● Image-grounded pointing data:
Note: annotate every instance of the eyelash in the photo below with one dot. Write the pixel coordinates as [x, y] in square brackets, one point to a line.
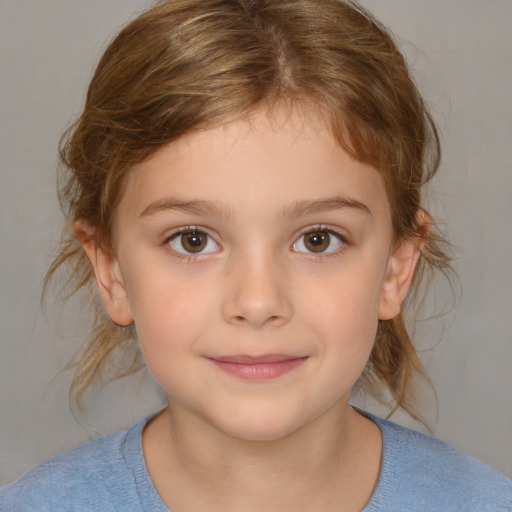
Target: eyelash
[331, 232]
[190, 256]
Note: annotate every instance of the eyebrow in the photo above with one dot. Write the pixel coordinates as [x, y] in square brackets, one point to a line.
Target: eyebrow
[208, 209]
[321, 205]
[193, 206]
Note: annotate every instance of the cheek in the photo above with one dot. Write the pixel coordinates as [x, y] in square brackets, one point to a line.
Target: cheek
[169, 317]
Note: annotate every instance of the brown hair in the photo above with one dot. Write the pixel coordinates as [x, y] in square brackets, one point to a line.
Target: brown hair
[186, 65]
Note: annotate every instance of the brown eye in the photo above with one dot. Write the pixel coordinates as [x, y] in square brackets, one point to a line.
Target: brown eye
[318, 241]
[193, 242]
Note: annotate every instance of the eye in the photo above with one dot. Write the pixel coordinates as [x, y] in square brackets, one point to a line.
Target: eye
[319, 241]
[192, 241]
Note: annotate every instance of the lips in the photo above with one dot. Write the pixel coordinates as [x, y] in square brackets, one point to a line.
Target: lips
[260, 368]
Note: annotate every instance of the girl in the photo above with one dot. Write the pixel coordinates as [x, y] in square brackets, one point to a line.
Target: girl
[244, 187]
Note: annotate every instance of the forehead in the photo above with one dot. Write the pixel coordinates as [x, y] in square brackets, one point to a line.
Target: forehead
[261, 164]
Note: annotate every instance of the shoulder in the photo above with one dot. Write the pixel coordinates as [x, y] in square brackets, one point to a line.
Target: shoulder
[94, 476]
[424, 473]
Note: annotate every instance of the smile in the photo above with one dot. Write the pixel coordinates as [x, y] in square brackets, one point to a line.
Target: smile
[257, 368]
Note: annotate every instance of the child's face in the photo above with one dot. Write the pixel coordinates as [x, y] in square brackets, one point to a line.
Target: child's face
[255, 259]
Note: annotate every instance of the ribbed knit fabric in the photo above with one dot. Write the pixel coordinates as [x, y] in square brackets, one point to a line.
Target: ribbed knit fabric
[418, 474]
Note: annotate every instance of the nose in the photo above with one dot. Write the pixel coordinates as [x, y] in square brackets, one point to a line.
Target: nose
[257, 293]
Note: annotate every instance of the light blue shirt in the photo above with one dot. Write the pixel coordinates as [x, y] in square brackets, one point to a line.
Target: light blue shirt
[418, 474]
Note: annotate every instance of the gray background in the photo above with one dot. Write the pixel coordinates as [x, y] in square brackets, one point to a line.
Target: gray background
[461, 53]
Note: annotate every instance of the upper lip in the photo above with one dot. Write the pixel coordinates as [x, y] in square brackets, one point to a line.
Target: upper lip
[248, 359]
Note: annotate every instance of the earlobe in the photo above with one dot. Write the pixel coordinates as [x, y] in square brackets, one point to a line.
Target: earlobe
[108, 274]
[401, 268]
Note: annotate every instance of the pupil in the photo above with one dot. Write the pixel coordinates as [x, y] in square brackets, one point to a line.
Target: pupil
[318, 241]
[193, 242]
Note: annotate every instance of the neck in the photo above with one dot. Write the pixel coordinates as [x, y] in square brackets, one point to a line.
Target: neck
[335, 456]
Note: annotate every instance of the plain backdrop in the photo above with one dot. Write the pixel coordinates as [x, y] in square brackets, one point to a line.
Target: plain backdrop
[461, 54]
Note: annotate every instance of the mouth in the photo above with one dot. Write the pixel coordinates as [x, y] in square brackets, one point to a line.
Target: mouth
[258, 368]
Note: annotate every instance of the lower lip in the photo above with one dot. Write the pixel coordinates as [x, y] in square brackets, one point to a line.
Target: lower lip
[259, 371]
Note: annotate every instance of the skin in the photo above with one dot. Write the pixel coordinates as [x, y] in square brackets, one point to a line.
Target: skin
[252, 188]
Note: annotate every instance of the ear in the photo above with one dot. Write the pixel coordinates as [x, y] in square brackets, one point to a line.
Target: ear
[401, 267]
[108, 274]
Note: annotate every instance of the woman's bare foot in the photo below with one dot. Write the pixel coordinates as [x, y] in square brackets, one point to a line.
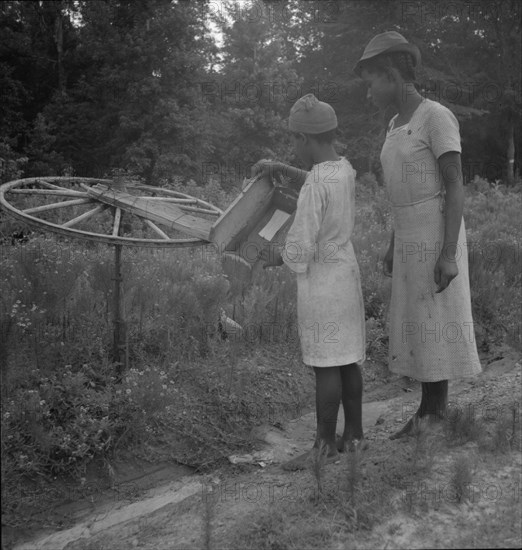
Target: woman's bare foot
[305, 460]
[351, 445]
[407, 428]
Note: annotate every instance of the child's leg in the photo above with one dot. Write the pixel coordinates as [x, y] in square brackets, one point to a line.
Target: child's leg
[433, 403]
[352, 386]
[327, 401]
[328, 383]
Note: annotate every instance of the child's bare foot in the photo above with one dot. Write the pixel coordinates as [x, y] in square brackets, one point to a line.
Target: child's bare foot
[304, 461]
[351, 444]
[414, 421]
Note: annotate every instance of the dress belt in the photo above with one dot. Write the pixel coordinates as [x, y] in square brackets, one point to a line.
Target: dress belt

● Exercise details: Go through the records above and copy every line with the word "belt".

● Task result:
Note: annotate every instance of the dress belt in the photo above with one dot. Write the pixel coordinates as [x, y] in square brackets, one point to a line.
Target: dress belt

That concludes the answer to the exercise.